▶ _Arbeitsauftrag_: Wie geht das unten stehende Interview über Berufsunfähigkeits- und Pflegeabsicherung nach seiner letzten Frage weiter?

Albrecht: Die Barmenia Lebensversicherung hat bisher keine Verträge mit Kontrahierungszwang vereinbart. Vielmehr erfolgt stets eine Prüfung der Gesundheitsverhältnisse der zu versichernden Person, wobei in der Kollektivversicherung je nach Art und Größe des zu versichernden Kollektivs mit vereinfachten Fragen beziehungsweise Dienstobliegenheitserklärungen gearbeitet werden kann.

finanzwelt: Gefordert ist in diesem Zusammenhang auch der freie Vertrieb. Was muss er besser machen? Benötigt er neue Beratungsansätze – etwa über die Generationenberatung?

Albrecht: Nein, der Beratungsansatz im Bereich der Biometrie muss weiter ganzheitlich von der Arbeitsunfähigkeit bis zur Pflege, aber immer in Bezug auf die Arbeitskraft und die biometrischen Risiken des Einzelnen, geführt werden. Das Marktsegment „Biometrie-Produkte“ zählt zu den Wachstumsträgern im Versicherungsgeschäft. Unabhängige Versicherungsmakler gehen dort von steigender Nachfrage aus. Das mag kaum verwundern: Während andere Sparten wie die klassische Lebensversicherung kritisch in den Medien diskutiert werden, betont bei Biometrie-Risiken sogar der Verbraucherschutz, wie wichtig eine Absicherung ist. Viele Jahre hat sich der Wettbewerb darauf konzentriert, die BU immer besser und leistungsfähiger zu machen. Das Produkt hat im internationalen Vergleich schon lange „Weltmeister-Niveau“. Jetzt ist es Zeit, sich mehr den Menschen – hier den Erwerbstätigen – zu widmen, um eine sinnvolle Arbeitskraftsicherung anzubieten.

finanzwelt: Zu einem ganz anderen Bereich der Biometrie: Sorgt die geförderte Pflegeversicherung – zusammen mit der sozialen Pflegeversicherung – für eine allzu trügerische Sicherheit bei den Menschen?

Albrecht: Das mag zum Teil so sein, aber nach all den Diskussionen in Politik und Gesellschaft sollten die Menschen heute ein stückweit sensibilisiert sein und wissen, dass die geförderte Pflegeversicherung nie dazu gedacht war, die Pflegelücke vollständig zu schließen. Vielmehr war sie von Anfang an als zusätzlicher Baustein in der individuellen Vorsorge gedacht.

finanzwelt: In wenigen Jahren kommen die Babyboomer ins potenzielle „Pflegealter“. Für die soziale Pflegeversicherung kann dies ein echter Prüfstein werden. Auch für die Privatversicherer?

▶ _Erfasste Daten_:
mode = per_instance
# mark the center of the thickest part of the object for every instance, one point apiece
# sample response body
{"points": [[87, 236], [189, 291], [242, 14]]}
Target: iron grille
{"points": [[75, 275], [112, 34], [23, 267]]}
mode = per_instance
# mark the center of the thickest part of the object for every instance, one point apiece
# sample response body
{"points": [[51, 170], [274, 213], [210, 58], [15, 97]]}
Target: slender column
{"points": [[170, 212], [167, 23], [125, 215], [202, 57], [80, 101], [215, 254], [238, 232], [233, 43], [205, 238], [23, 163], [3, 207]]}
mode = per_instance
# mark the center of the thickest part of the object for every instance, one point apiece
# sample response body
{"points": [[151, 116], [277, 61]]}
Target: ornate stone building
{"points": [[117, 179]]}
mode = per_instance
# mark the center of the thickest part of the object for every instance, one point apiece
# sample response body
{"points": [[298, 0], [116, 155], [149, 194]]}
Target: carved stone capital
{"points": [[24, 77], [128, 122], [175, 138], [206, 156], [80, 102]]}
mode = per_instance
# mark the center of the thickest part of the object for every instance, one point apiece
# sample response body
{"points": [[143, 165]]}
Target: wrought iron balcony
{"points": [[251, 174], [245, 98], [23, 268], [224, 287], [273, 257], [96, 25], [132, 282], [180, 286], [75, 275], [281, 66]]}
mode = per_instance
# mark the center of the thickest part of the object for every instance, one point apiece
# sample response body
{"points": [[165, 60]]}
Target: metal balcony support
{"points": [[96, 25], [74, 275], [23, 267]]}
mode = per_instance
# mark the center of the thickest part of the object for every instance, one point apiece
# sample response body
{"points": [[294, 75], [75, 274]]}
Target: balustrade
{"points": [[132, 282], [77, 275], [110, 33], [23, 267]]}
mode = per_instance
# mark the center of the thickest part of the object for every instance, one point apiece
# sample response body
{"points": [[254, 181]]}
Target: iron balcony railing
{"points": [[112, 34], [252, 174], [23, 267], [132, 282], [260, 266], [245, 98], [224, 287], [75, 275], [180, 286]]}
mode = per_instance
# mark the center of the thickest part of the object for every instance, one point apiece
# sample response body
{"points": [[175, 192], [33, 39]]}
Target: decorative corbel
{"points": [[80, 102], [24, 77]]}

==

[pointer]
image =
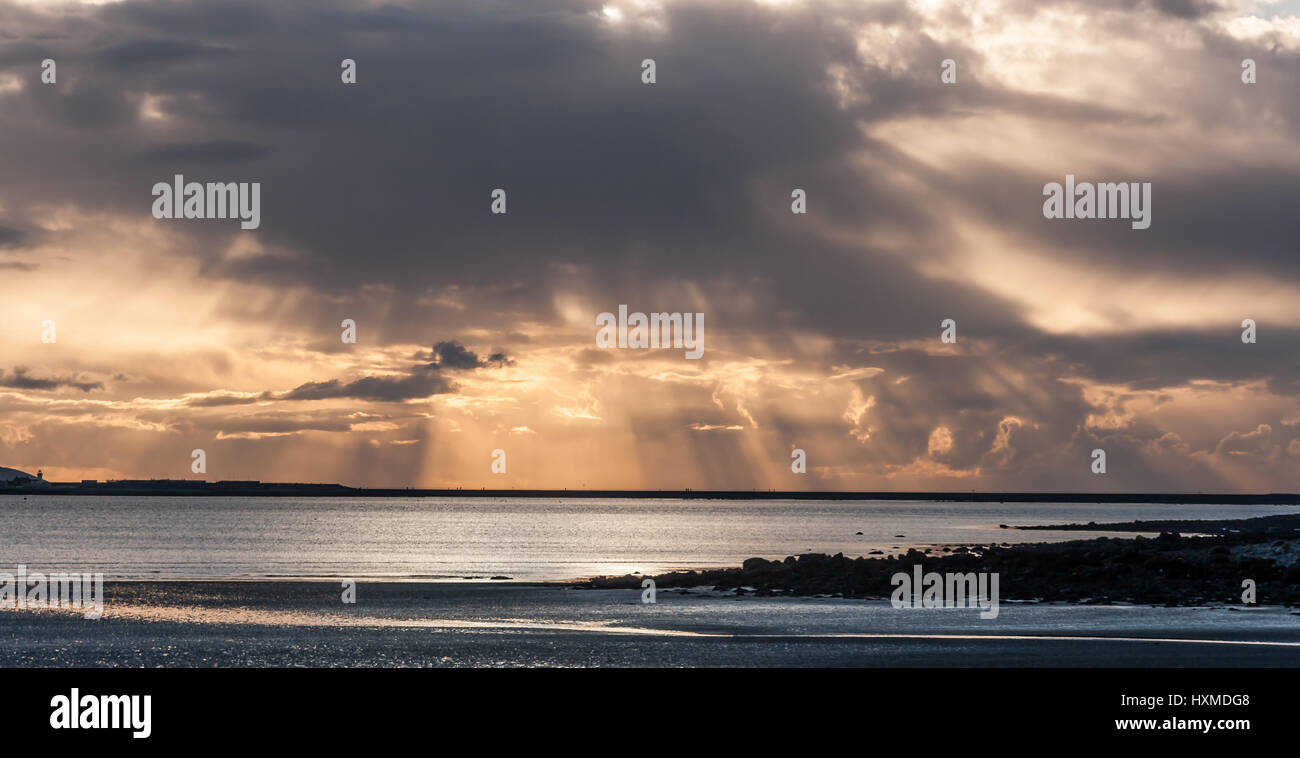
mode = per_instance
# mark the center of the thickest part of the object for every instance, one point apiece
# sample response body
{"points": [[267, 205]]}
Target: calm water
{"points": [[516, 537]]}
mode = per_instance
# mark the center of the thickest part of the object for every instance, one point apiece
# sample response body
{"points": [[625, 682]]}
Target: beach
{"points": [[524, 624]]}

▶ _Lösung_:
Albrecht: Anders als die soziale Pflegepflichtversicherung funktioniert die private Pflegepflichtversicherung nach dem Prinzip der Kapitaldeckung: Die Versicherten bilden Alterungsrückstellungen und sorgen damit für ihr steigendes Pflegerisiko im Alter vor. So gewährleistet die private Pflegepflichtversicherung auch in einer alternden Gesellschaft stabile Beiträge ohne nachfolgende Generationen zu belasten. Eine kapitalgedeckte Finanzierung, bei der große Teile der Beitragsgelder angelegt werden und als Vorsorge für steigende Kosten in der Zukunft dienen, ist im Gegensatz zur sozialen Pflegepflichtversicherung gegen demografisch bedingte Beitragssatz-Steigerungen geschützt. Gleichwohl bieten beide Absicherungen nur einen „Teilschutz“. Denn anders als in der Krankenversicherung ist der Leistungsanspruch der Versicherten bei der Pflege gleich. Eine zusätzliche Absicherung ist also auch hier unabdingbar. Aus diesem Grund hat der Gesetzgeber die staatlich geförderte Pflegeversicherung initiiert: Um möglichst vielen Menschen ohne Gesundheitsprüfung einen Einstieg in die kapitalgedeckte Pflegeversicherung zu ermöglichen.

finanzwelt: Wäre es nicht an der Zeit, ein Pflegeversicherungsprodukt nach Art der Sachversicherung zu kalkulieren?

Albrecht: Gerade im Bereich der Pflegeversicherung ist Kapitaldeckung besonders wichtig. Das Risiko, pflegebedürftig zu werden, steigt statistisch gesehen mit zunehmenden Alter sehr stark an. Daher ist es entscheidend, bereits in jungen Jahren dafür angespart zu haben. Bei einem Pflegeversicherungsprodukt, das nach Art der Schadenversicherung – also ohne Alterungsrückstellung – kalkuliert ist, wird nicht für das Alter angespart, die Beiträge steigen mit zunehmendem Alter der Versicherten. Insbesondere im hohen Alter, wenn das Pflege-Risiko am größten ist, würden sich die Beiträge sehr stark erhöhen und die Versicherten zusätzlich, gegebenenfalls über ihre finanziellen Möglichkeiten hinaus, belasten. Daher ist Kapitaldeckung im Bereich der Pflegeversicherung sehr wichtig. (hwt)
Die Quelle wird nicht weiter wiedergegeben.